═════ Provided data

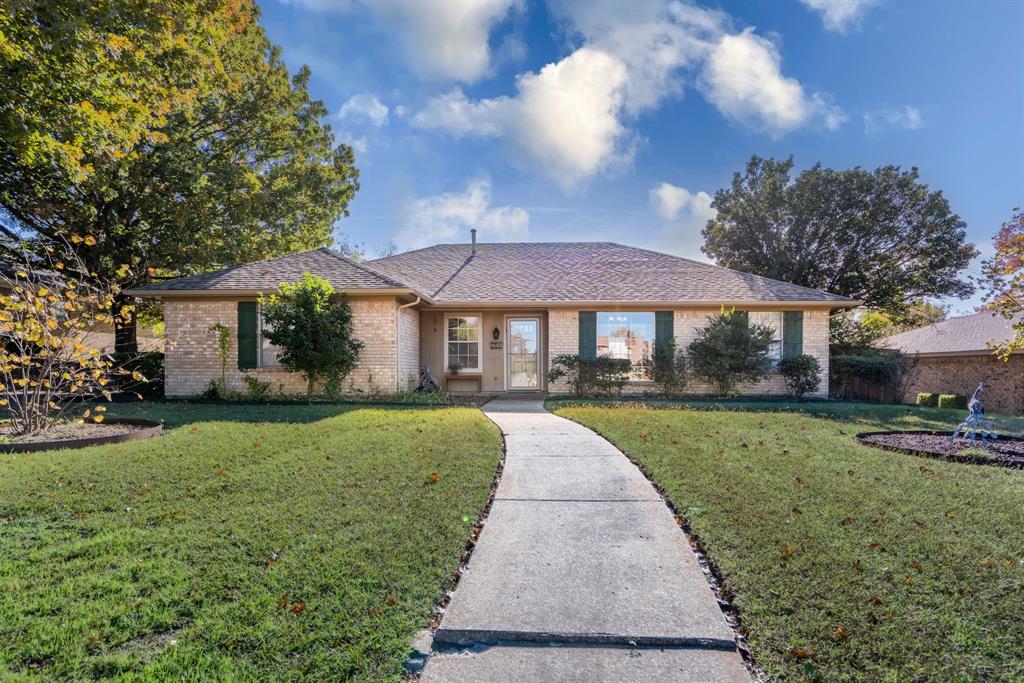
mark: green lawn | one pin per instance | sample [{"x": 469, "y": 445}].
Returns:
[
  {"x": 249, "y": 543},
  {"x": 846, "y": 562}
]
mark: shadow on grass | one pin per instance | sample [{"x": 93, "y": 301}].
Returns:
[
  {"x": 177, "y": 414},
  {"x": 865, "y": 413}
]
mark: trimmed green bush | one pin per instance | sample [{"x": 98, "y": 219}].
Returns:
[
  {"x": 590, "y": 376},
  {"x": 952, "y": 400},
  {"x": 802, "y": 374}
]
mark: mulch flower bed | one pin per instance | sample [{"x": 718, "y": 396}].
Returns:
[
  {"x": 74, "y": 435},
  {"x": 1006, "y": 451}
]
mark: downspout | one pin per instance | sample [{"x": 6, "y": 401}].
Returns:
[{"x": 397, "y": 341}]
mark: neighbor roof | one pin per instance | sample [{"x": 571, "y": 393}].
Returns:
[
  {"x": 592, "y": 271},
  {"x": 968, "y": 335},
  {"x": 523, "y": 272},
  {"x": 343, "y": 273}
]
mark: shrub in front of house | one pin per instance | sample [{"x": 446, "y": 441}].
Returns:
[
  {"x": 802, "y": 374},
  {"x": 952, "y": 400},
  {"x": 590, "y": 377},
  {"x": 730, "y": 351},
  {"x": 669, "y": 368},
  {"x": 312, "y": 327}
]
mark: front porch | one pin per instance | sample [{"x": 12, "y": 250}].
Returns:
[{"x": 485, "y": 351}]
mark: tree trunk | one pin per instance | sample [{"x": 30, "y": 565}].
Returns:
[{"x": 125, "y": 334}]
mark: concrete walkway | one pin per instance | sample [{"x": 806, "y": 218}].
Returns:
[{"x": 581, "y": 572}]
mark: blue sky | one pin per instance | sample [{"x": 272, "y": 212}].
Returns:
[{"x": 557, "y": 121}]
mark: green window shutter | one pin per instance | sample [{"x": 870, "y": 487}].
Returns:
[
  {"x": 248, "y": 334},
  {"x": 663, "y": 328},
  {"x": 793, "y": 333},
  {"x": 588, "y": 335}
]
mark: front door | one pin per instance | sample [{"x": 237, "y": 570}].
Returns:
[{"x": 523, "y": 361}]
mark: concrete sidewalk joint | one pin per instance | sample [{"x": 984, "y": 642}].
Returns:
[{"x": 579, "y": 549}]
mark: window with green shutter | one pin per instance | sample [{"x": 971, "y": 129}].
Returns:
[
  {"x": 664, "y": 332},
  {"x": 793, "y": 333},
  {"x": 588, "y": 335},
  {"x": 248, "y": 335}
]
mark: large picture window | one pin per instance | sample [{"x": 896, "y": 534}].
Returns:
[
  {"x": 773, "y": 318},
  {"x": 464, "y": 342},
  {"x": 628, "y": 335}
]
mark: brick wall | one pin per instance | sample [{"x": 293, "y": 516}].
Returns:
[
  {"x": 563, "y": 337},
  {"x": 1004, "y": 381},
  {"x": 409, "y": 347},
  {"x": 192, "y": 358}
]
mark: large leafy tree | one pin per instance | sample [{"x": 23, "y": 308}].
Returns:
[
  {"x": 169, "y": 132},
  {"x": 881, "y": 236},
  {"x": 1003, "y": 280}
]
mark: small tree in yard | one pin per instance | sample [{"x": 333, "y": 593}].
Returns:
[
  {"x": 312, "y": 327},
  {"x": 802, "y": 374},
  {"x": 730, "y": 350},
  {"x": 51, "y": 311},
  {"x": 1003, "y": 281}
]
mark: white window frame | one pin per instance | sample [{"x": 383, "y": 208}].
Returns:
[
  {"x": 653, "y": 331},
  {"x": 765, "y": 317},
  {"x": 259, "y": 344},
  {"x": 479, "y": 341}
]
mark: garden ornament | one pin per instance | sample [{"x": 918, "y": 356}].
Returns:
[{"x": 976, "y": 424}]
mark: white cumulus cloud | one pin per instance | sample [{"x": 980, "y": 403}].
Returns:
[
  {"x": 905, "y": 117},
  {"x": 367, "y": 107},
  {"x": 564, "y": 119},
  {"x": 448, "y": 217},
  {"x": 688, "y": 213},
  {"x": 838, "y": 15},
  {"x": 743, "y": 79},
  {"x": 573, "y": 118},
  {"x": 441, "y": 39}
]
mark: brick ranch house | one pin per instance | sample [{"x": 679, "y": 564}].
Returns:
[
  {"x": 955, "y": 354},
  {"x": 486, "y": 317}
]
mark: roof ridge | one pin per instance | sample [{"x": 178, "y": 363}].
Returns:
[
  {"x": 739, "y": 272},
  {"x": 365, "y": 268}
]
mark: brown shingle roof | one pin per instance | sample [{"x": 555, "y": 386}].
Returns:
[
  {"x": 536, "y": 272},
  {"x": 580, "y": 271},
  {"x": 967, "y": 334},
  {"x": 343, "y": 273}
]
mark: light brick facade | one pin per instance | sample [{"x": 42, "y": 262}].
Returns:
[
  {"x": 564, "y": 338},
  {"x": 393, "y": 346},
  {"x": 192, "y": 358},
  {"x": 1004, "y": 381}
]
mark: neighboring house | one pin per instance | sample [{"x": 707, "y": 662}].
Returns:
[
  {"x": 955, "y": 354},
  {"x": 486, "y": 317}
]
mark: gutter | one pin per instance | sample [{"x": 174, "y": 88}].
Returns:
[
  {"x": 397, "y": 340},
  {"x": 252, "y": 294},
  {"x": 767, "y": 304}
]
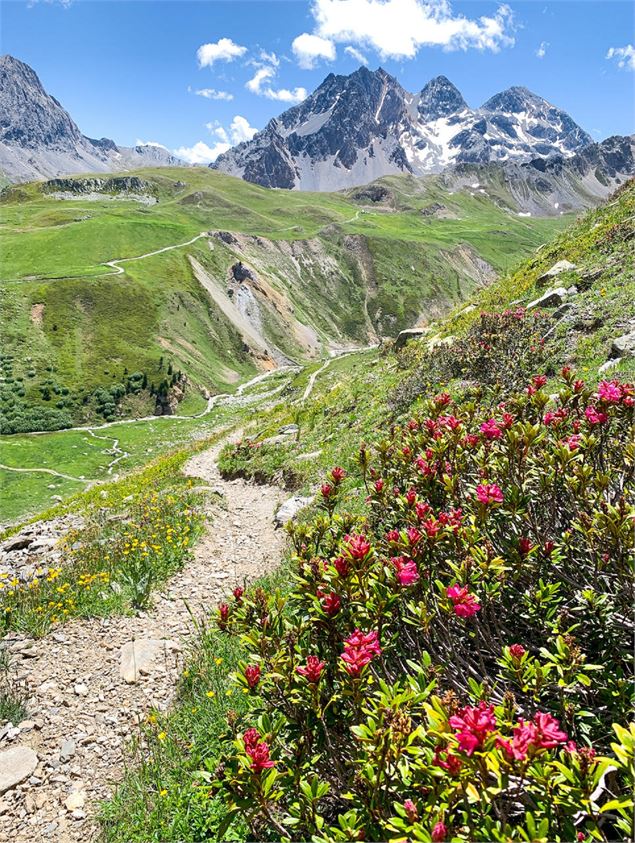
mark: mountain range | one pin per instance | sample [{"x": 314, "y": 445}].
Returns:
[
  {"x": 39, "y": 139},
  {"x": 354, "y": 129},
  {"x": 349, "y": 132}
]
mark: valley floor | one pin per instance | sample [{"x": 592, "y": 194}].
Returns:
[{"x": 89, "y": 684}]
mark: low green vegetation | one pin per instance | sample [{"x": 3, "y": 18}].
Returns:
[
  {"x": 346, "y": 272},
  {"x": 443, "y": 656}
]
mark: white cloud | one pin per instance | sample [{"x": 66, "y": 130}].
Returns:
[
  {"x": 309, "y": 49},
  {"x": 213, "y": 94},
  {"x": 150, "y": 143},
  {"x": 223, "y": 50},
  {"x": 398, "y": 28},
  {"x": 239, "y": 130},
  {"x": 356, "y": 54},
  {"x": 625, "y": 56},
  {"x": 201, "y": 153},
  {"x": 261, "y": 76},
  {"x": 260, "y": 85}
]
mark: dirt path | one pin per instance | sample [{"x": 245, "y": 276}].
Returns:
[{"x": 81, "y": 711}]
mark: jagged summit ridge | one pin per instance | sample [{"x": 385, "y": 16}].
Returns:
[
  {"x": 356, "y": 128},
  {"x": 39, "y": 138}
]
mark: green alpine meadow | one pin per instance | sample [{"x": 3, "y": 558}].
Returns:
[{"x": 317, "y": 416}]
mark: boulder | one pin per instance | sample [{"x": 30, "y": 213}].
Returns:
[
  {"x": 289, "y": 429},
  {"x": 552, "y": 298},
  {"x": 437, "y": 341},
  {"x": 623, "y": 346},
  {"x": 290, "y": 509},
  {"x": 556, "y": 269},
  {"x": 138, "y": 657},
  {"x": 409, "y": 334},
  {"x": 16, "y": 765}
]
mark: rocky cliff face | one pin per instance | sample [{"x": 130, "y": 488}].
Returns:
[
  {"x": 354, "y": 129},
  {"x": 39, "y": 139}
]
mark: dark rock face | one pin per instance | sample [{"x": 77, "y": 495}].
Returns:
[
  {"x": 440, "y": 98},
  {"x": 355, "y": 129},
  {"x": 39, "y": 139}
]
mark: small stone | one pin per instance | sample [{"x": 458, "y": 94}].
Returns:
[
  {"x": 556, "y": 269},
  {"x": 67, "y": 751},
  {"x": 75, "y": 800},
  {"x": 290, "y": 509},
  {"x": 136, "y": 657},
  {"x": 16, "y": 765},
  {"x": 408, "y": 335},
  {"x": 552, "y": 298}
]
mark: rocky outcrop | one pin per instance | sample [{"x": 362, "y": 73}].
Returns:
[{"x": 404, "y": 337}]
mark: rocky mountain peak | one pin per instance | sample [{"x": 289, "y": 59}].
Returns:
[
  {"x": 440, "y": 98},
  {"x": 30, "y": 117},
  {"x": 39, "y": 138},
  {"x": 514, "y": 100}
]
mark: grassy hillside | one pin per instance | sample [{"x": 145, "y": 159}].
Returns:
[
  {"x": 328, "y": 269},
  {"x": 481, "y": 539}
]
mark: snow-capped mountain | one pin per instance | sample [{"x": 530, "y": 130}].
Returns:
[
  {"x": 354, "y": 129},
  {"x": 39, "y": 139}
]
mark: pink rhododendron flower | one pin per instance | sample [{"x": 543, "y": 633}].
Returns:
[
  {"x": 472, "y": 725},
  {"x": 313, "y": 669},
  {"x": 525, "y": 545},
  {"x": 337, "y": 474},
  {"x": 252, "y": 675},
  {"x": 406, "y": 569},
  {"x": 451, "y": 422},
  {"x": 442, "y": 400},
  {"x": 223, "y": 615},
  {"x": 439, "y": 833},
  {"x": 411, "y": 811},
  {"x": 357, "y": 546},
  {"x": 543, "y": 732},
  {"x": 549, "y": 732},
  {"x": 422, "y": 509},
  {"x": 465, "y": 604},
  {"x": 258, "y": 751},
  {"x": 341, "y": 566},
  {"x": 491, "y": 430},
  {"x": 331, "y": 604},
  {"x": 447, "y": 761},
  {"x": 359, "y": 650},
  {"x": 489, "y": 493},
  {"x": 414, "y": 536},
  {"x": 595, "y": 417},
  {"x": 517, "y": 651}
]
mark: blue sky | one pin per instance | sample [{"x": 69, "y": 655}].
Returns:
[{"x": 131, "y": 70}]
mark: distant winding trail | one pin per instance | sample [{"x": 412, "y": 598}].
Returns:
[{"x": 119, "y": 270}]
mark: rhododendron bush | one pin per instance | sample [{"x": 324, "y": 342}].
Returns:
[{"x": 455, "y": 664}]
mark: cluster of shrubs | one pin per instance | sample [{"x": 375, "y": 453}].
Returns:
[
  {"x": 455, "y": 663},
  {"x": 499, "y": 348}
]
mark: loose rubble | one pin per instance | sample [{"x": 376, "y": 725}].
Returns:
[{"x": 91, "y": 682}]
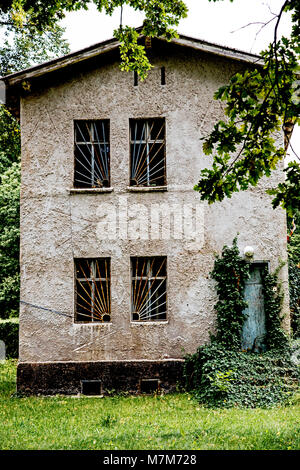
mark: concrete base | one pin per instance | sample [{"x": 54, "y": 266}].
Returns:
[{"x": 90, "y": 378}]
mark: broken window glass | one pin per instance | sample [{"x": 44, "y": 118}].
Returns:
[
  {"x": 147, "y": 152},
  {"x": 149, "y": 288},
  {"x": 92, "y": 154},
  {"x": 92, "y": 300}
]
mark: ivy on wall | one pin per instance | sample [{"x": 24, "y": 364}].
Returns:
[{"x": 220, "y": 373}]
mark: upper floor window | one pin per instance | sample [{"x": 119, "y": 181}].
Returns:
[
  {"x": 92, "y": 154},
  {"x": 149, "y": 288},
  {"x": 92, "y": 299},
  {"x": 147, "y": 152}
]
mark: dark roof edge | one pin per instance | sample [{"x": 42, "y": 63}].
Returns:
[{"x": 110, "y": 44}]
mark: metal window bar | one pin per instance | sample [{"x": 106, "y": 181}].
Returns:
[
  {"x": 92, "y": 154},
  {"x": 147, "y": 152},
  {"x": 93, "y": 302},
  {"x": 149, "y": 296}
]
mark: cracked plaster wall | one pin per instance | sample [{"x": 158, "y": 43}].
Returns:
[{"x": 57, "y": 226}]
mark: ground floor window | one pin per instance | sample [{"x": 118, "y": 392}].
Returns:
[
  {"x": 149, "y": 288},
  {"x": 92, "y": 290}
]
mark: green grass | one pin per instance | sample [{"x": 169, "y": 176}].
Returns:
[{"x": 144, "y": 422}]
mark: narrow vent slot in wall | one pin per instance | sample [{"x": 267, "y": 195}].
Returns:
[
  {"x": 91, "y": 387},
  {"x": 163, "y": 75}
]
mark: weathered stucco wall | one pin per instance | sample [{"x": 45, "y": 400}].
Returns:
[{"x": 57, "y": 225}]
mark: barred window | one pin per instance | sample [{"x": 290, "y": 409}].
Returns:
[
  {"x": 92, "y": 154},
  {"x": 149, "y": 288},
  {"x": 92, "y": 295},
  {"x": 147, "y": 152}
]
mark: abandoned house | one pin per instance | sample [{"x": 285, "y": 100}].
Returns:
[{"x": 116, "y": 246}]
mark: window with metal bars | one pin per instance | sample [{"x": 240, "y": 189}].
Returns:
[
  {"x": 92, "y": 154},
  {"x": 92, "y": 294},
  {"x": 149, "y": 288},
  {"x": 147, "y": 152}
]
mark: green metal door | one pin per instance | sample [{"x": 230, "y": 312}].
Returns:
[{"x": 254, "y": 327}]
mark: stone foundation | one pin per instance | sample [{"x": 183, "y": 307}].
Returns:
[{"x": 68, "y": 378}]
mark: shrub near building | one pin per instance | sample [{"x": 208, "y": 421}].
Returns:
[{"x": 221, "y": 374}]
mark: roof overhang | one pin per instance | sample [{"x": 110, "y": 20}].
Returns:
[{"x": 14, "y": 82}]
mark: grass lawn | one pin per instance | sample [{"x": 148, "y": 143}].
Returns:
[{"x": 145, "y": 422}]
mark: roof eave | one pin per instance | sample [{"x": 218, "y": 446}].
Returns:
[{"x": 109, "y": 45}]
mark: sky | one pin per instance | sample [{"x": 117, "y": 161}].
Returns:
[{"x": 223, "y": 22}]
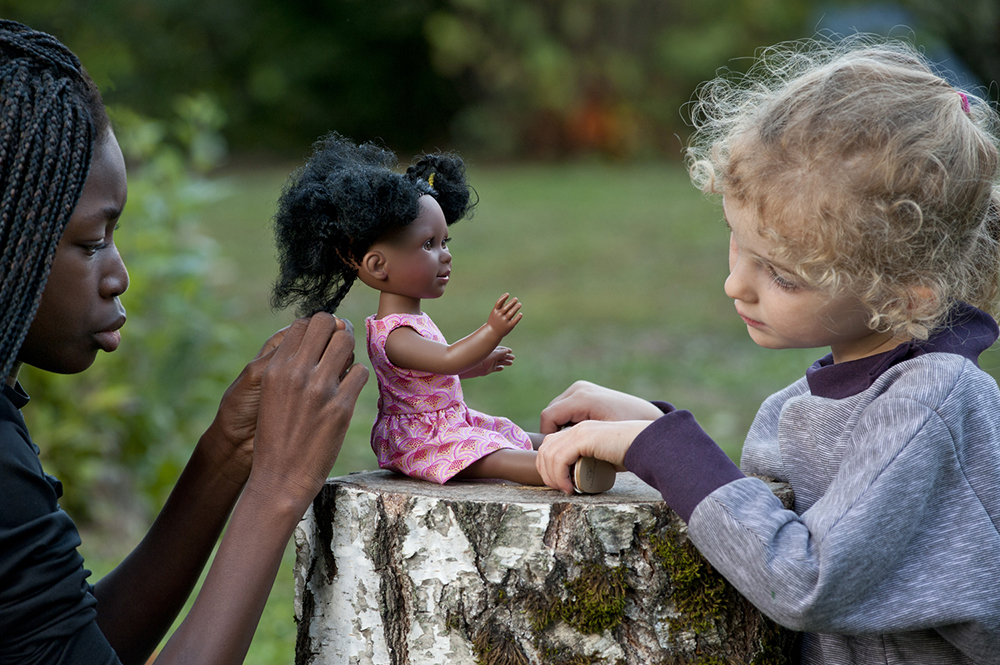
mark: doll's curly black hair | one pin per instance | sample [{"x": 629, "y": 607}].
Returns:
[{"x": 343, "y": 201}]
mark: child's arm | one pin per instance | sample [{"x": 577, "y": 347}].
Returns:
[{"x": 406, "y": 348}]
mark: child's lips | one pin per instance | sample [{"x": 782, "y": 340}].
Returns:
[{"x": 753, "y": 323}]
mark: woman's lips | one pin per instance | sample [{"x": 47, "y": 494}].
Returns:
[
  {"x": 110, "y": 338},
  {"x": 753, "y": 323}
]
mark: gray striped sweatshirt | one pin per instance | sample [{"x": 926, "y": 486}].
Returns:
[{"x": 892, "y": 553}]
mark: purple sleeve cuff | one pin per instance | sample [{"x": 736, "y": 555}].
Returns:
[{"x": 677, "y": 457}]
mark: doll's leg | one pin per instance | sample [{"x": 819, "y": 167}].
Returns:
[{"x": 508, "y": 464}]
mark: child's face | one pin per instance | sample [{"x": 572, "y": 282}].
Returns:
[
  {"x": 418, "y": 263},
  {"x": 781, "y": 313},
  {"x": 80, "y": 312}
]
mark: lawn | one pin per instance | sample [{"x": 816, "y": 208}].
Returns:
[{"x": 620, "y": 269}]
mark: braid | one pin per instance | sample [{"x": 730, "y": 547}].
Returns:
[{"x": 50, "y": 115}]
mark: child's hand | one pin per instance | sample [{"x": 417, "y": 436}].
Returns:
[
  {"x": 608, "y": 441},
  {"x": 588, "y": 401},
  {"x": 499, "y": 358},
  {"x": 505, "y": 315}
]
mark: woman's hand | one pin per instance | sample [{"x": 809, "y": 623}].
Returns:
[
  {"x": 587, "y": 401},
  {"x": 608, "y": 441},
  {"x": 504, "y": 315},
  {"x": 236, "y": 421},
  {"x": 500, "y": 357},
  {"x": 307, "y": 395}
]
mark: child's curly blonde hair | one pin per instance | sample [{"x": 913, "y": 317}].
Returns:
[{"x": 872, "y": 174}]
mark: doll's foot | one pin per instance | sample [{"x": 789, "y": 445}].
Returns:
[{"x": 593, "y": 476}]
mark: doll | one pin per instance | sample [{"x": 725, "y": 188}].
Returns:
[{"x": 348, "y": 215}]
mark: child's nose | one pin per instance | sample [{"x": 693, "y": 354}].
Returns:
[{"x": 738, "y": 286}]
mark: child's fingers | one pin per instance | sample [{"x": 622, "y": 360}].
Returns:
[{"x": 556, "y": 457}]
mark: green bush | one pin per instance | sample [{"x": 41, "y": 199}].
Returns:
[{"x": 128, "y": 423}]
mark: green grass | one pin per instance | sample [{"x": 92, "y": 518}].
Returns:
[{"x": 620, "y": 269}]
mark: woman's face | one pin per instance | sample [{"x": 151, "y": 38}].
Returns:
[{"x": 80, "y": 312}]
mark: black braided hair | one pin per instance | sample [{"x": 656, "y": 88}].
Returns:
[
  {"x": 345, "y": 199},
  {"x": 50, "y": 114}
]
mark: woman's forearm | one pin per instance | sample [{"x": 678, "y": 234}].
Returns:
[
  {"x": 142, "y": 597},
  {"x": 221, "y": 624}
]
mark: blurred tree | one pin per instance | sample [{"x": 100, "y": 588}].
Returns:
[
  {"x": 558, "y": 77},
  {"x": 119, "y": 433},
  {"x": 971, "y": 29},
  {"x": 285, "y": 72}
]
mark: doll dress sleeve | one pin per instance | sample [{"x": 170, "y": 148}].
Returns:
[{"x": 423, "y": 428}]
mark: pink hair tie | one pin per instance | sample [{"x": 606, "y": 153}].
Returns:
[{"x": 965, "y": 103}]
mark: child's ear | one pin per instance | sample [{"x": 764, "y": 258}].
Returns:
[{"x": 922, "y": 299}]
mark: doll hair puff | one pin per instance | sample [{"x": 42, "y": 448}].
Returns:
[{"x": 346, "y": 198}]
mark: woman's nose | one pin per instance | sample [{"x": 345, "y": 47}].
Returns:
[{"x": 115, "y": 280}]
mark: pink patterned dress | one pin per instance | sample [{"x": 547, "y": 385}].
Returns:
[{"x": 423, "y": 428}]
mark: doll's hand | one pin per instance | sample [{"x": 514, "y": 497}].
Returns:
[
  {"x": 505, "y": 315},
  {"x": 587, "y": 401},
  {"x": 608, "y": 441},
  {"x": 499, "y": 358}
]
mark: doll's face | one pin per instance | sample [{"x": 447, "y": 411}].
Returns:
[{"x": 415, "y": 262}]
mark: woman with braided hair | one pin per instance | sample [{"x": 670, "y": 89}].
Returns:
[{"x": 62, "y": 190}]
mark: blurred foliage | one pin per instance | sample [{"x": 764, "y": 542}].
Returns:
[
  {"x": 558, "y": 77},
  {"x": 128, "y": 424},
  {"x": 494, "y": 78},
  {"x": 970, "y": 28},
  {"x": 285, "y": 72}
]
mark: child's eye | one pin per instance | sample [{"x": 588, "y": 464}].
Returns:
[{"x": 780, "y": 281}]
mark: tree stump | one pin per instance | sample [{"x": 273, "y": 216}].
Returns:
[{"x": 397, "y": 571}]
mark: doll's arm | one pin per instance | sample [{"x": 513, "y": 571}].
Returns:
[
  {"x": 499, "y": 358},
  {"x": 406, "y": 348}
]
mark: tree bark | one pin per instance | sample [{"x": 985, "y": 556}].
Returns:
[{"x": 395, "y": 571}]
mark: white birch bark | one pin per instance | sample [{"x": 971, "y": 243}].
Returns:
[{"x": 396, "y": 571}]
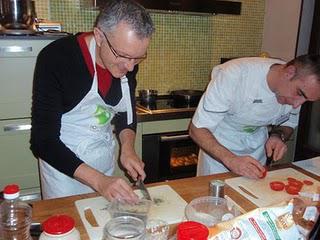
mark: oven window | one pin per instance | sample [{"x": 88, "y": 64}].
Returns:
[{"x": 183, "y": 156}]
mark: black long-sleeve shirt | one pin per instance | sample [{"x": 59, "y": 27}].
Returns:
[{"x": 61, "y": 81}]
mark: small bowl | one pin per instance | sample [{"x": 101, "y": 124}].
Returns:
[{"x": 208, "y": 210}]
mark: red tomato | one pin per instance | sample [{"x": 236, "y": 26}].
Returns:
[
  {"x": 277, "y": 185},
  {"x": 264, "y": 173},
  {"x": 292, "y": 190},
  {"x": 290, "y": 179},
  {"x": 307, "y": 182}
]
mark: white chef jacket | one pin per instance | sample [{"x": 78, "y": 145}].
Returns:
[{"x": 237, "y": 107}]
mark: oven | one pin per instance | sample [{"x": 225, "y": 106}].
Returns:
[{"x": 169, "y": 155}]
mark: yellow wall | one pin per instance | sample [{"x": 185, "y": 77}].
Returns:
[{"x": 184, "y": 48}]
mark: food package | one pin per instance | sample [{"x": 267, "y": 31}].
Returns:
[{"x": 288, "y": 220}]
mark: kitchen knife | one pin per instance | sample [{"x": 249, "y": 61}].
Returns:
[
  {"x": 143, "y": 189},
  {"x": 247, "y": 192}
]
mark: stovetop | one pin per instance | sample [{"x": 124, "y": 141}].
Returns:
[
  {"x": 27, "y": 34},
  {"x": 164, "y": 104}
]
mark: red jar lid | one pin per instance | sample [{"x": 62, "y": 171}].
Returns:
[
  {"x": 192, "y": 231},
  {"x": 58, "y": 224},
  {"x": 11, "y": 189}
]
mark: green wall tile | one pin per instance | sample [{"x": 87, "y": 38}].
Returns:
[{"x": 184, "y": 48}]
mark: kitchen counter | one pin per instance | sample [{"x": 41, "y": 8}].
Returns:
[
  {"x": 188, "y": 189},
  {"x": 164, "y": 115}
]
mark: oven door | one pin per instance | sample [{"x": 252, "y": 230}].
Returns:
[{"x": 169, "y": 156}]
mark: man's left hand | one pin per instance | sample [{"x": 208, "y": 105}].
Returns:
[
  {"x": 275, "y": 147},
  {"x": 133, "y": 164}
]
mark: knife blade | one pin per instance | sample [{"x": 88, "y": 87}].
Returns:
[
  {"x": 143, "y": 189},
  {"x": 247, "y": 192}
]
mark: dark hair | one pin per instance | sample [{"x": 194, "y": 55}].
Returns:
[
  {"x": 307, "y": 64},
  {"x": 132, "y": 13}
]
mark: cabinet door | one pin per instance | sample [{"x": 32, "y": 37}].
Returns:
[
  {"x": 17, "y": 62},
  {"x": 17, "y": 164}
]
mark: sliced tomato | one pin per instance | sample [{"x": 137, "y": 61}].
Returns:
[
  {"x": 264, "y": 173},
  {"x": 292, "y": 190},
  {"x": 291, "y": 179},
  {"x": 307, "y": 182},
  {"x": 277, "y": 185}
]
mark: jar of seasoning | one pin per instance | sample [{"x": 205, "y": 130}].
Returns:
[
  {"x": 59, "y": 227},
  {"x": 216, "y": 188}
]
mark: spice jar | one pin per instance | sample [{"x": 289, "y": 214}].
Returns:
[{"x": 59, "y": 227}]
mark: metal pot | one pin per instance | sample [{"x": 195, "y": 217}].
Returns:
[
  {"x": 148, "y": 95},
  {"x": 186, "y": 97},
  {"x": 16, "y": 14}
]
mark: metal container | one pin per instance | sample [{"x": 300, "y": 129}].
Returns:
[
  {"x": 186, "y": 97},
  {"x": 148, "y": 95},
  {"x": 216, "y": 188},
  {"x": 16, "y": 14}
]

══════════

— Exercise aim —
Beginning with the first line of the records and ending with the line that contains "mark: green window", reproduce every line exactly, omitting pictures and adding nothing.

— Solution to this task —
mark: green lawn | one pin per instance | sample [{"x": 469, "y": 445}].
Returns:
[
  {"x": 249, "y": 543},
  {"x": 846, "y": 562}
]
mark: shadow on grass | one pin per instance | sample [{"x": 93, "y": 301}].
Returns:
[
  {"x": 177, "y": 414},
  {"x": 865, "y": 413}
]
mark: trimmed green bush | one pin per instance | sample [{"x": 98, "y": 219}].
Returns:
[
  {"x": 590, "y": 376},
  {"x": 952, "y": 400},
  {"x": 802, "y": 374}
]
mark: mulch flower bed | one pin per instance | sample [{"x": 718, "y": 396}].
Returns:
[
  {"x": 74, "y": 435},
  {"x": 1006, "y": 451}
]
mark: downspout | one pin per instance | sample [{"x": 6, "y": 401}].
Returns:
[{"x": 397, "y": 341}]
mark: neighbor roof | one pin per instance | sample [{"x": 571, "y": 393}].
Returns:
[
  {"x": 592, "y": 271},
  {"x": 968, "y": 335},
  {"x": 523, "y": 272},
  {"x": 343, "y": 273}
]
mark: shrub in front of house | one pin per instance | sample [{"x": 446, "y": 441}].
Returns:
[
  {"x": 802, "y": 374},
  {"x": 952, "y": 400},
  {"x": 590, "y": 377},
  {"x": 730, "y": 351},
  {"x": 669, "y": 368},
  {"x": 312, "y": 327}
]
mark: front porch | one pin per instance | sample [{"x": 12, "y": 250}].
Returns:
[{"x": 485, "y": 351}]
mark: tree trunk | one pin per instance | sample [{"x": 30, "y": 565}].
Returns:
[{"x": 125, "y": 334}]
mark: concrete walkway | one pin per instance | sample [{"x": 806, "y": 218}].
Returns:
[{"x": 581, "y": 572}]
mark: blue sky | one pin per instance | sample [{"x": 272, "y": 212}].
Returns:
[{"x": 557, "y": 121}]
mark: green window shutter | one pin per instance | sample [{"x": 870, "y": 487}].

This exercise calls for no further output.